-- start --

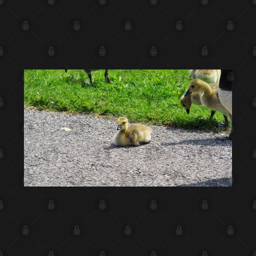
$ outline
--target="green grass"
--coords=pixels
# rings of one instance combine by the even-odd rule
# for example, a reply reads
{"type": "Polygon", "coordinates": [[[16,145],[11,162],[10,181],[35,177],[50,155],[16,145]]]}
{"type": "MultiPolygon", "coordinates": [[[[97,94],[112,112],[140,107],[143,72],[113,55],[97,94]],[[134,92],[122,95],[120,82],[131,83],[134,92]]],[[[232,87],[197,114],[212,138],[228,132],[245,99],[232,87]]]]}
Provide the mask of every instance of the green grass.
{"type": "Polygon", "coordinates": [[[104,82],[104,70],[92,72],[92,85],[82,70],[26,69],[24,103],[40,109],[73,113],[93,112],[124,116],[132,122],[165,124],[197,130],[219,128],[223,115],[192,105],[187,115],[180,103],[191,80],[189,69],[111,69],[111,83],[104,82]]]}

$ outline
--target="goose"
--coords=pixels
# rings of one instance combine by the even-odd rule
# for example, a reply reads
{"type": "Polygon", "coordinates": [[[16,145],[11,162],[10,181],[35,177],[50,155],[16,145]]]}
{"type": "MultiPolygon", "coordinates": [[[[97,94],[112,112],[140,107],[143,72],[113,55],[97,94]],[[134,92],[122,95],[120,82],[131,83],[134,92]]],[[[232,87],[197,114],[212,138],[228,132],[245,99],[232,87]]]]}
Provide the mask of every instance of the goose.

-- end --

--- CHALLENGE ---
Retype the data above exactly; pictures are not part of the copy.

--- EXERCISE SOLUTION ---
$ outline
--target="green grass"
--coords=pixels
# rings of one instance combine by the even-odd rule
# for example, a reply reads
{"type": "Polygon", "coordinates": [[[16,145],[11,162],[10,181],[35,177],[50,155],[16,145]]]}
{"type": "MultiPolygon", "coordinates": [[[[97,94],[112,112],[140,107],[143,72],[113,55],[97,94]],[[134,92],[122,95],[120,82],[131,83],[134,92]]],[[[232,87],[197,114],[212,138],[228,132],[245,99],[232,87]]]]}
Provide the mask of every instance of the green grass.
{"type": "Polygon", "coordinates": [[[104,82],[104,70],[92,72],[92,85],[82,70],[26,69],[24,103],[40,109],[73,113],[93,112],[124,116],[132,122],[165,124],[197,130],[219,128],[223,115],[192,105],[187,115],[180,103],[191,80],[189,69],[111,69],[111,83],[104,82]]]}

$ outline
--target="goose"
--coords=pixels
# rings of one instance combine by the even-odd rule
# for example, a reply reads
{"type": "Polygon", "coordinates": [[[16,145],[11,162],[10,181],[35,177],[50,155],[16,145]]]}
{"type": "MultiPolygon", "coordinates": [[[[97,94],[112,112],[140,107],[143,72],[113,55],[97,94]],[[134,92],[122,95],[120,82],[131,83],[134,92]]],[[[232,87],[197,114],[212,138],[228,132],[245,99],[232,87]]]]}
Provide the mask of every instance of the goose.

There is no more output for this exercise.